### READING PASSAGE
*-*-*

Introduction

Handwriting is a highly skilled rhythmic fine motor activity, which acquires automaticity through overlearning. For these reasons, it is particularly susceptible to the motor disturbance of Parkinson’s disease (PD). Micrographia, defined by Kinnear Wilson as a reduction of the size of lettering in relation to pre-morbid calligraphy [1], is the best recognized parkinsonian writing disorder and is present in 50–60% of PD patients [2].

Computerized graphics tablets can analyze the dynamic aspects of writing, revealing abnormalities that are invisible to pen-and-paper methods. Alterations in velocity, acceleration and fluency are as important as reduced static script size, and the term PD dysgraphia has been proposed to encompass all of these deficits [3]. It has been suggested that kinematic measures of handwriting and drawing are sensitive enough to detect early signs of PD [4]. Using computerized handwriting techniques, it may therefore be possible to identify the first evidence of a parkinsonian motor deficit in at-risk patients (genetically predisposed, or diagnosed with rapid eye movement sleep behavior disorder), increasing the early disease period available for treatment or clinical trials of possible neuroprotective drugs [5]. Thereafter, kinematic writing parameters could augment global motor disability scoring in tracking the motor decline [6, 7].

Responsiveness of PD dysgraphia to dopaminergic drugs is important to a disease monitoring role for computerized writing. Although medication effects have not always been considered in previous handwriting research [5, 6], a number of studies have tested handwriting with and without dopaminergic drugs. While these have shown that anti-parkinsonian treatment does improve writing, there is lack of agreement about which aspects are most responsive.

*-*-*

Saved entries
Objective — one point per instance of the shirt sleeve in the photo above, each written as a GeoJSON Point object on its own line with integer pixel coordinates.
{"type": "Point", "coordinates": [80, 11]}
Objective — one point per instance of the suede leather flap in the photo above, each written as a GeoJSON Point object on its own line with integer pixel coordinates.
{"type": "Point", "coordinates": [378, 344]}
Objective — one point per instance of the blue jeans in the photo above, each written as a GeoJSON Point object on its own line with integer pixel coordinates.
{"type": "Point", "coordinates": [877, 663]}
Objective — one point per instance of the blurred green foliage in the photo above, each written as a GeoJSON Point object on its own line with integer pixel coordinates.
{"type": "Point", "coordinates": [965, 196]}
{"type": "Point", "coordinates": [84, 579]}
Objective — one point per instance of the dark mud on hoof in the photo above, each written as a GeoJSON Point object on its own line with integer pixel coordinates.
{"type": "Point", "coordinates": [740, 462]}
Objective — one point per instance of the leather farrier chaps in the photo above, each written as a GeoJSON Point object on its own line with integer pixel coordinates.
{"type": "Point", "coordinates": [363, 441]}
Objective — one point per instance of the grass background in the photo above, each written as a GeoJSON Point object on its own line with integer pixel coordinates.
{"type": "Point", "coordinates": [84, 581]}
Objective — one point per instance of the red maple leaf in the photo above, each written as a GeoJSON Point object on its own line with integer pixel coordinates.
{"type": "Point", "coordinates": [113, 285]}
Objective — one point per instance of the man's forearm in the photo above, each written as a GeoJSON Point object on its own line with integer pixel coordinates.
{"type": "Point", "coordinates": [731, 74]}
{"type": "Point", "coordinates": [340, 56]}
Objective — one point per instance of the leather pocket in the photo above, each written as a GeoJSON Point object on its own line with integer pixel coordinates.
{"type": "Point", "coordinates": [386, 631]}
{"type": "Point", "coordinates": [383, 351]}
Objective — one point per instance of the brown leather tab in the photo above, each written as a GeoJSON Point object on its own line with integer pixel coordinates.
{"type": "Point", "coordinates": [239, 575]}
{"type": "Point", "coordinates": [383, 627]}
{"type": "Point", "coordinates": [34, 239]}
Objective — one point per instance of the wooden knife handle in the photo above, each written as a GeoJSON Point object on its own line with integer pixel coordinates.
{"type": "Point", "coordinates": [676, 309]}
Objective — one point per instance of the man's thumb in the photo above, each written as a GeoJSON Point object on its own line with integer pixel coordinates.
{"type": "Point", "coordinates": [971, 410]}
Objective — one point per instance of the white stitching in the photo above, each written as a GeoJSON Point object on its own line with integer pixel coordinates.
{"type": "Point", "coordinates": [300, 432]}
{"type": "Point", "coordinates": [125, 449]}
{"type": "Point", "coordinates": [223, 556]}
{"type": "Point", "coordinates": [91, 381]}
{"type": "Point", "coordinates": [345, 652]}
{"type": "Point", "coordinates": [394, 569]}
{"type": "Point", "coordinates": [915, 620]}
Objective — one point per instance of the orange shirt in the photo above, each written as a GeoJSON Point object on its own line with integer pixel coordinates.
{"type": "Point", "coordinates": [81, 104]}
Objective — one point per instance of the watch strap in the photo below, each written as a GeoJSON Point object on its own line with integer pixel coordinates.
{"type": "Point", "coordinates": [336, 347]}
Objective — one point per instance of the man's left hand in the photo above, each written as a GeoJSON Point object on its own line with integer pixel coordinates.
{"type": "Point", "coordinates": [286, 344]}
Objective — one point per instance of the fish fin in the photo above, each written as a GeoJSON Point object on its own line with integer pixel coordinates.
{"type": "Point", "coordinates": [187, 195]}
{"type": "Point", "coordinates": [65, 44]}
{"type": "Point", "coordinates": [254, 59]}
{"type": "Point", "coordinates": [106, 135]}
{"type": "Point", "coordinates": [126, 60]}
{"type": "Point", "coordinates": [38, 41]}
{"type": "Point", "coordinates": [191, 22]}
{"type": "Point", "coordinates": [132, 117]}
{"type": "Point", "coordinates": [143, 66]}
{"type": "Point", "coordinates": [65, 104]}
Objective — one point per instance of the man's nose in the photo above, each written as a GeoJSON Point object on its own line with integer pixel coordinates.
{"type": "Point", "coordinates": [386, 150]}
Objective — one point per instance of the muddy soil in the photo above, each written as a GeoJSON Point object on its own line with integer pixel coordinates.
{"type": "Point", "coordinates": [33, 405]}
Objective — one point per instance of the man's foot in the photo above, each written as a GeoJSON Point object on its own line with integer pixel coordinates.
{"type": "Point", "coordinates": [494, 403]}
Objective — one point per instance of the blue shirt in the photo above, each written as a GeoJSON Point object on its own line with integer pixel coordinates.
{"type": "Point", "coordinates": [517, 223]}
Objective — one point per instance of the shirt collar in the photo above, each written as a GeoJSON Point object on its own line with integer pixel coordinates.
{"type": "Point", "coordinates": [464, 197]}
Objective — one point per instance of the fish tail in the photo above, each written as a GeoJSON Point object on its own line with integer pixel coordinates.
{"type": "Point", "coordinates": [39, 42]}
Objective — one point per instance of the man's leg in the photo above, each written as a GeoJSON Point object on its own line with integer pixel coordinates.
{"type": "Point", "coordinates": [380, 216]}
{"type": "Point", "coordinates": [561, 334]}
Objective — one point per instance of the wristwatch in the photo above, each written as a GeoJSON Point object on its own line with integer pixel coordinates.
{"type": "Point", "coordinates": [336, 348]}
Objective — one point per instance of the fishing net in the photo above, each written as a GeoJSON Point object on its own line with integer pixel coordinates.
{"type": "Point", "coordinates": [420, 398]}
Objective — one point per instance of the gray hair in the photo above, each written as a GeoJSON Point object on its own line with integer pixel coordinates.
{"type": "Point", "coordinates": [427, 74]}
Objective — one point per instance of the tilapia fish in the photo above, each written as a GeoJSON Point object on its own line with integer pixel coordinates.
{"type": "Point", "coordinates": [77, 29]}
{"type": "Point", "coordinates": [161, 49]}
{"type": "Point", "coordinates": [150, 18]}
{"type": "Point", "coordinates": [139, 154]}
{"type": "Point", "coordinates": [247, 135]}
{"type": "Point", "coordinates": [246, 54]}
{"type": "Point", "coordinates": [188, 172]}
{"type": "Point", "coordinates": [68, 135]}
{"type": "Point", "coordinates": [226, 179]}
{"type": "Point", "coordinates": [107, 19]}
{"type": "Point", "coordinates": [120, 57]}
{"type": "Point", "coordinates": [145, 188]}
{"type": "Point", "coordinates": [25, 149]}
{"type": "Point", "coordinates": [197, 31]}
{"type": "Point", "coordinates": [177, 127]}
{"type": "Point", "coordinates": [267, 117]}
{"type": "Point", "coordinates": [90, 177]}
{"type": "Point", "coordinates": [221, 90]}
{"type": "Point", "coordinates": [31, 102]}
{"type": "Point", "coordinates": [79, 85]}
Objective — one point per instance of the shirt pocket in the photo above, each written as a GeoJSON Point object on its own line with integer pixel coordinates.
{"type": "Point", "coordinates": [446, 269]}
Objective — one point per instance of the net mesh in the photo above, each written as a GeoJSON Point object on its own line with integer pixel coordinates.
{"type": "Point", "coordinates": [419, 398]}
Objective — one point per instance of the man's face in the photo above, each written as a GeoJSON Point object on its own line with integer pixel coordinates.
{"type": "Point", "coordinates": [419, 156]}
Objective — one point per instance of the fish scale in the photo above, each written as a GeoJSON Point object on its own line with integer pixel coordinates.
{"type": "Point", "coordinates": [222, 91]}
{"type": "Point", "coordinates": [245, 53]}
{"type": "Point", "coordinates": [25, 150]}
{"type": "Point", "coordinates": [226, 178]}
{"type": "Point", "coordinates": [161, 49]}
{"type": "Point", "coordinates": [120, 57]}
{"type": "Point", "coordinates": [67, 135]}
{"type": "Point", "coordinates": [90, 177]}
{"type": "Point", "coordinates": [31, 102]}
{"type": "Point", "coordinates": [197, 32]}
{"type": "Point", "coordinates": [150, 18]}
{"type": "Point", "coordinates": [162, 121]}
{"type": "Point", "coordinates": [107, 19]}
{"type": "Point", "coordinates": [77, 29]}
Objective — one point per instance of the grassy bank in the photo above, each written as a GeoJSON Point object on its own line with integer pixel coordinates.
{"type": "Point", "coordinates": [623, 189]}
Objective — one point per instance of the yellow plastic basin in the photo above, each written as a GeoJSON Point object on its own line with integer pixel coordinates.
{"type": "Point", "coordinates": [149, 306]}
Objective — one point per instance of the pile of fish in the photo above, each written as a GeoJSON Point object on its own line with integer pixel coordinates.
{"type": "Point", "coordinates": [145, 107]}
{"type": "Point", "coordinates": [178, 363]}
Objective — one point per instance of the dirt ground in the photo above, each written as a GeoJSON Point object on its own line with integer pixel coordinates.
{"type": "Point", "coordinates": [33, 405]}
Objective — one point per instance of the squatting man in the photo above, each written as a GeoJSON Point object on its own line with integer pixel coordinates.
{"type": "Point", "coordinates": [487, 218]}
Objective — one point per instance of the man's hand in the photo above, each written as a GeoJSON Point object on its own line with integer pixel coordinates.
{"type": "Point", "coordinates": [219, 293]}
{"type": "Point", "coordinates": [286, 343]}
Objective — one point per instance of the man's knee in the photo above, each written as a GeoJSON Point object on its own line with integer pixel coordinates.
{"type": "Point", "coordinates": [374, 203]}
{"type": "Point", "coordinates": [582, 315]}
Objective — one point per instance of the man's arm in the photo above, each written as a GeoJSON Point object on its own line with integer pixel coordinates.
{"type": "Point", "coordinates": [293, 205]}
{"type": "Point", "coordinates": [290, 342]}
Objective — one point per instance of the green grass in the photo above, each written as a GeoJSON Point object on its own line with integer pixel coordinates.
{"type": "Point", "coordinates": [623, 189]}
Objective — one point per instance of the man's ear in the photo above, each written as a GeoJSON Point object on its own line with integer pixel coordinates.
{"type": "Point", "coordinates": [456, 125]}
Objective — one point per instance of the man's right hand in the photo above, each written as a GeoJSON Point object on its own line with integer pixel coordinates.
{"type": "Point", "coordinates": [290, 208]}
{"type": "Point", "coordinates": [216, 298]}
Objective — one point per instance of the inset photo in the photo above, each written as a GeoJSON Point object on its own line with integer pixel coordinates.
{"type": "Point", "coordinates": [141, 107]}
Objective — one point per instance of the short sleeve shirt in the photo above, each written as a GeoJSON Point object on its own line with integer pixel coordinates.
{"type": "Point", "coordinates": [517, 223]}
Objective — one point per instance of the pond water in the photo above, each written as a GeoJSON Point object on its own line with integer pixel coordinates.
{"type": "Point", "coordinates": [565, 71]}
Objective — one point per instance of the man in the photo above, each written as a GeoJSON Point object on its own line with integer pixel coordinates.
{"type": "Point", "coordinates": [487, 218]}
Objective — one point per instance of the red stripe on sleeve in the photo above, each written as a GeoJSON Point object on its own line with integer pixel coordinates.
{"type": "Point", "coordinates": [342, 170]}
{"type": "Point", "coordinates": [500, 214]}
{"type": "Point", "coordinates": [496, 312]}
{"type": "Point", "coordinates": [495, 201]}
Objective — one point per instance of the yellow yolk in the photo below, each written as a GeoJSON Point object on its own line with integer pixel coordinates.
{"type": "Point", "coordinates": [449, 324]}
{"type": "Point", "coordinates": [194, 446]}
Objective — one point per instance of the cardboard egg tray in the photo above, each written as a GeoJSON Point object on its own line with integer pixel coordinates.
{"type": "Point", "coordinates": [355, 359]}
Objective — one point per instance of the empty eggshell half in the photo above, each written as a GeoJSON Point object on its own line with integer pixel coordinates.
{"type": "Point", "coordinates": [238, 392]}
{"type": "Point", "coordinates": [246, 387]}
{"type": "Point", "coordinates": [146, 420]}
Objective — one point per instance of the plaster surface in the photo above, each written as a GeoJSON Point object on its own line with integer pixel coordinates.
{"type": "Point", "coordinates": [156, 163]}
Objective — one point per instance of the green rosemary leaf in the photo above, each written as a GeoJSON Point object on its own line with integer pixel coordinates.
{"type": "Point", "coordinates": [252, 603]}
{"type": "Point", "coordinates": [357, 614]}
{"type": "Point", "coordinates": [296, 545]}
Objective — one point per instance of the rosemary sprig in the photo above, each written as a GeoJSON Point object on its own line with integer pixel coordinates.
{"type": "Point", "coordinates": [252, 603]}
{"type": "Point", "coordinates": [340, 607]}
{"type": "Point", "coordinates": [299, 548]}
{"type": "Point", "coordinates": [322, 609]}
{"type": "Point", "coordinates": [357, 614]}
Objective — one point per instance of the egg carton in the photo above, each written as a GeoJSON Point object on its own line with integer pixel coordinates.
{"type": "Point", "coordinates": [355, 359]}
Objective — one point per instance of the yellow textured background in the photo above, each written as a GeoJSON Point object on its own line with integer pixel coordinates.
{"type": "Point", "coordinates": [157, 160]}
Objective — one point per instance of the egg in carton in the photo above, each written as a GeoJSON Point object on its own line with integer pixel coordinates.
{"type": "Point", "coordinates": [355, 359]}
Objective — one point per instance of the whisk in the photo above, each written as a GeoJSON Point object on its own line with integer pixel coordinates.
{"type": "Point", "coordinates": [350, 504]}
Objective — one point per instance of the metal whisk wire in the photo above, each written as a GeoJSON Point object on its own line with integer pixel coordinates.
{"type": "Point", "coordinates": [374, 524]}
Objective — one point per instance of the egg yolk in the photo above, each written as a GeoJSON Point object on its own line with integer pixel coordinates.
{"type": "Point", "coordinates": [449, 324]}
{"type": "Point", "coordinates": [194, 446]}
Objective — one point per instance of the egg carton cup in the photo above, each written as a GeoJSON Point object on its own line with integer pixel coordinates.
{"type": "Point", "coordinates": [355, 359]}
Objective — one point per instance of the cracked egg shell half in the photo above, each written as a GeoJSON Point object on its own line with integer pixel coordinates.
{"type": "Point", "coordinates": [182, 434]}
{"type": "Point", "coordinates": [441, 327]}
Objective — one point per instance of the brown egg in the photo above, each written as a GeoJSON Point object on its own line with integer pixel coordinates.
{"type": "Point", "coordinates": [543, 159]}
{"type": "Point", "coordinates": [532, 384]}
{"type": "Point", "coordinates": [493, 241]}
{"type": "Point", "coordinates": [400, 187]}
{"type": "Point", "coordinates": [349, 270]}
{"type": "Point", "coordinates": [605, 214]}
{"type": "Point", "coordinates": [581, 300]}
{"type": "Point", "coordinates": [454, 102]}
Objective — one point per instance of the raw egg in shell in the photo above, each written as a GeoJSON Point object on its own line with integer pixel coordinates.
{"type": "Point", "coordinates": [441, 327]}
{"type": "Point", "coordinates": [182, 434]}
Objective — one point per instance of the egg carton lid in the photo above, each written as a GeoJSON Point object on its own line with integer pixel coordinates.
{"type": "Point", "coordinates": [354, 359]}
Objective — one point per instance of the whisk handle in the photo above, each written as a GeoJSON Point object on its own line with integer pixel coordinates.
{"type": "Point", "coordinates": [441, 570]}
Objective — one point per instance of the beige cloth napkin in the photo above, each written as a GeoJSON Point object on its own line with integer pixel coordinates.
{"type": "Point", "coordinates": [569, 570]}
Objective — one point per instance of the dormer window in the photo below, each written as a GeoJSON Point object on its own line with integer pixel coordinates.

*-*-*

### APPLY WHAT YOU READ
(a) Answer each question from the passage on handwriting in Parkinson's disease, one per line:
(i) Who defined micrographia as a reduction of the size of lettering in relation to pre-morbid calligraphy?
(ii) In what percentage of PD patients is micrographia present?
(iii) What term has been proposed to cover alterations in velocity, acceleration and fluency together with reduced script size?
(b) Write the next part of the passage on handwriting in Parkinson's disease, picking up right after its final sentence.
The saved entries are separate material and are not part of the passage on handwriting in Parkinson's disease.

### WRITTEN ANSWERS
(a)
(i) Kinnear Wilson
(ii) 50–60%
(iii) PD dysgraphia

(b)
Cobbah et al. gave levodopa and apomorphine test doses to six PD patients and found improvement in the velocity and acceleration of pen strokes [8]. Eichhorn et al. observed that various kinematic parameters of writing responded to apomorphine when a good overall motor response was present [9]. Tucha et al. noted that levodopa administration results in a partial restoration of automatic movement execution for writing [10]. In the study by Poluha et al., levodopa improved stroke speed without enlarging script size [11]. Broeder et al. showed that dual-task conditions with additional cognitive loading reduced writing amplitude in PD patients but not controls [12].

A shortcoming in some earlier studies has been their restricted handwriting tasks, commonly confined to the repetition of a few letters such as ‘e’ and ‘l’. This approach does not separate improvements in primary motor control from the better execution of complex or concurrent tasks. We aimed to study the change in kinematics of writing in PD patients with treatment using levodopa across a range of activities that required increasing degrees of motor and cognitive processing. An additional objective was to quantify the effect of levodopa by means of a practically defined off state and test dose method. It was our hypothesis that levodopa improves handwriting kinematics for simple writing tasks more than for those associated with cognitive loading or simultaneous action.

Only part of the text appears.